-------- TEXTO APRESENTADO --------

Existe uma diferença fundamental entre a atuação de um presidente populista e a de um chefe de estado legítimo. Enquanto o primeiro defende os seus objetivos pessoais em detrimento da Constituição, o segundo atua com base na ética da responsabilidade, que faz prevalecer o interesse público sobre as suas convicções e interesses mais próximos.

Responsabilidade nunca foi um ponto forte de Jair Bolsonaro, que, ao perceber o crescimento de Lula durante as últimas semanas e a possibilidade de sequer ir ao segundo turno nas eleições de outubro, está cada vez mais desesperado e utiliza o encontro de hoje (9) com o presidente estadunidense Joe Biden, na Cúpula das Américas, para tentar reagir de alguma forma. O tiro, contudo, pode sair pela culatra.

O desespero crescente de Bolsonaro pode ser compreendido por meio de uma metáfora simples: de muitas maneiras, as dinâmicas do organismo social podem ser comparadas ao funcionamento do organismo biológico. Quando uma substância é ministrada de forma reiterada, o corpo humano desenvolve mecanismos que aumentam a sua resistência e reduzem a eficácia do agente, tais como antibióticos ou outras drogas, por exemplo.

Com a vida sociopolítica, acontece o mesmo. Ao serem excessivamente utilizadas, as mesmas estratégias e narrativas tendem a se tornar inócuas, porque o tecido social desenvolve "anticorpos" contra essas abordagens. Neste sentido, as ameaças, o ódio e as notícias falsas que vêm sendo cansativamente usadas pelo bolsonarismo ao longo dos últimos anos já não surtem o mesmo efeito.

Pode-se dizer que a sociedade brasileira criou resistência ao governo Bolsonaro e que o presidente brasileiro utiliza a reunião de hoje para tentar reverter parte deste processo.

Exatamente por este motivo, o encontro com Biden foi uma pré-condição para que Bolsonaro comparecesse à Cúpula das Américas. No jogo pragmático da diplomacia internacional, Biden utiliza o encontro de hoje no sentido de acessar o peso do Brasil junto à sociedade internacional. Já Bolsonaro usa o respaldo que uma reunião com o presidente estadunidense pode eventualmente lhe atribuir no âmbito doméstico, de olho em evitar uma derrota já no primeiro turno.

Porém, os planos do presidente brasileiro podem ser frustrados, dependendo da postura que Biden adotar e do que for dito, efetivamente. Muitos grupos pressionam para que ele "puxe a orelha" de Bolsonaro, alertando que o ex-capitão deve respeitar a democracia. Existem ainda outros possíveis pontos de atrito, sobretudo, na seara ambiental e considerando o desaparecimento do indigenista Bruno Pereira e do jornalista britânico Dom Phillips, que repercutiu em toda a mídia internacional durante esta semana.

-------- REGISTROS EXTRAÍDOS --------

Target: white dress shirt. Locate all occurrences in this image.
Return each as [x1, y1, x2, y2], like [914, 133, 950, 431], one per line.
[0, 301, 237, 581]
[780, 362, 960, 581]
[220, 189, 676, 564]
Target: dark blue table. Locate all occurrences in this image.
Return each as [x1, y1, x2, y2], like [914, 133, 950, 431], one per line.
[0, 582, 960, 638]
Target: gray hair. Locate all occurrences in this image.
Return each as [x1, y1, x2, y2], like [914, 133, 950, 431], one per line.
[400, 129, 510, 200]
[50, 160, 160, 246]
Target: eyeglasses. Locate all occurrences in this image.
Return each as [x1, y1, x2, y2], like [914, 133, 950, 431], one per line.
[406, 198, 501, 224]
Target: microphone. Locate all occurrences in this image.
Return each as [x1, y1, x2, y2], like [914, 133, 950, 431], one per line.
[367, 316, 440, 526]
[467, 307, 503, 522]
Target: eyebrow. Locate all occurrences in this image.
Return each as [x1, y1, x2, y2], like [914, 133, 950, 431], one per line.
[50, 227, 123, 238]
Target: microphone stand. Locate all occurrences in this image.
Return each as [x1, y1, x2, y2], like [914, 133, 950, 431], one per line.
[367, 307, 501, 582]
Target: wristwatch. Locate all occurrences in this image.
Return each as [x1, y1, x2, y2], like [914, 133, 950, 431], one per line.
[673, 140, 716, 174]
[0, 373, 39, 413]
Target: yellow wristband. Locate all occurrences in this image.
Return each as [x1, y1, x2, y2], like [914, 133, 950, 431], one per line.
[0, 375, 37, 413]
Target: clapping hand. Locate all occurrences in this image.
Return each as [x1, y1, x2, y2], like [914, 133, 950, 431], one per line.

--------

**REQUISITOS DO EXERCÍCIO**
(a) Traduza para o inglês esta frase do texto sobre o encontro de Bolsonaro com Biden: "Pode-se dizer que a sociedade brasileira criou resistência ao governo Bolsonaro e que o presidente brasileiro utiliza a reunião de hoje para tentar reverter parte deste processo."
(b) Segundo o texto sobre o encontro de Bolsonaro com Biden, em que evento ocorre a reunião entre os dois presidentes?
(c) Escreva a continuação do texto sobre o encontro de Bolsonaro com Biden, começando logo depois da última frase.
Os registros não são necessários para este exercício.

**RESPOSTAS FINAIS**
(a) It can be said that Brazilian society has developed resistance to the Bolsonaro government and that the Brazilian president is using today's meeting to try to reverse part of this process.

(b) Na Cúpula das Américas.

(c)
Além disso, as tensões entre Biden e Bolsonaro não param nestes pontos. Desde a eleição do presidente estadunidense, Bolsonaro, que é um admirador explícito do ex-presidente Donald Trump, reforçou falsas alegações de fraude nas eleições presidenciais dos Estados Unidos e chegou a fazer alusões insinuando que Biden seria um presidente ilegítimo. Naturalmente, essa postura criou uma enorme animosidade com Washington e esfriou as relações entre Brasil e Estados Unidos aos longos dos últimos dezoito meses.

Após Bolsonaro afirmar, esta semana, que tem um "pé atrás" considerando o pleito do qual Trump saiu derrotado, a embaixada dos Estados Unidos no Brasil emitiu, imediatamente, uma nota para reforçar que "as eleições são a expressão mais visível de uma democracia, e os Estados Unidos têm orgulho da longa história de eleições livres, justas e confiáveis que passam por um processo minucioso e resistem ao desafio do tempo".

Ou seja, agora, Bolsonaro não possui um aliado do outro lado da mesa, mas sim um desafeto que enxerga a sua presença no evento como um mal necessário. Resta saber o quão cordial (ou agressivo) Biden será no trato e quanto o presidente brasileiro será hábil para capitalizar o encontro de acordo com os seus interesses eleitoreiros.

De qualquer maneira, neste contexto, apesar da fachada diplomática que aponta para a discussão de temas variados nas searas política, econômica e ambiental, Bolsonaro vai aos Estados Unidos para tentar defender, única e exclusivamente, a sua candidatura à reeleição.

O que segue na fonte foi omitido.